Rows
-- Start --
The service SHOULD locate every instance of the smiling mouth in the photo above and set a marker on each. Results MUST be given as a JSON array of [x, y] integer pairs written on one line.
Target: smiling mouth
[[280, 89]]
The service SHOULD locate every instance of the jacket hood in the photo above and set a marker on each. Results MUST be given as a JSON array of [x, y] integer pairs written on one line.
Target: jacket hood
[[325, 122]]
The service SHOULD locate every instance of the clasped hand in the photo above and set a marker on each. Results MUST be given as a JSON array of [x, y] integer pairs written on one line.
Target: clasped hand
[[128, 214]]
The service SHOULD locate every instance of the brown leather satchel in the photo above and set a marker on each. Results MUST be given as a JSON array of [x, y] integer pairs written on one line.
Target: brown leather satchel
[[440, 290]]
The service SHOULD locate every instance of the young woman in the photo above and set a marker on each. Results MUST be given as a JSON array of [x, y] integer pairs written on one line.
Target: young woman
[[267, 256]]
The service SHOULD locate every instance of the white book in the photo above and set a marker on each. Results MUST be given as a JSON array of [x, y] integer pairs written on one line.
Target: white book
-- End --
Task to complete
Please print all of the rows above again, word for word.

Reply to the task
The service SHOULD locate every instance of the smiling mouth in the photo above and set a marker on each. Results MUST be given as a JSON array of [x, y] integer pairs written on one line.
Target: smiling mouth
[[280, 89]]
The service SHOULD locate every instance of the jacket hood in the photo above and set a marker on each. Results MUST be given as a JSON array of [x, y] integer pairs written on one line.
Target: jacket hood
[[325, 122]]
The service SHOULD locate every instance of the clasped hand in the photo above and set a marker on each. Results MUST be given as a JSON array of [x, y] integer pairs written on one line.
Target: clasped hand
[[128, 214]]
The service SHOULD locate every instance of the brown leather satchel in the photo above and set a marker on each. Results MUST be given as a JSON array of [x, y] integer pairs written on one line.
Target: brown leather satchel
[[440, 290]]
The service SHOULD locate every instance of the young woman in the photo above and set a marker on each. Results MUST be given as a JSON array of [x, y] integer pairs written on one line.
Target: young woman
[[267, 256]]
The service SHOULD locate every instance of the white book in the photo above and set a marker on each. Results MUST be given as a JSON array of [x, y] integer pairs written on one line.
Target: white book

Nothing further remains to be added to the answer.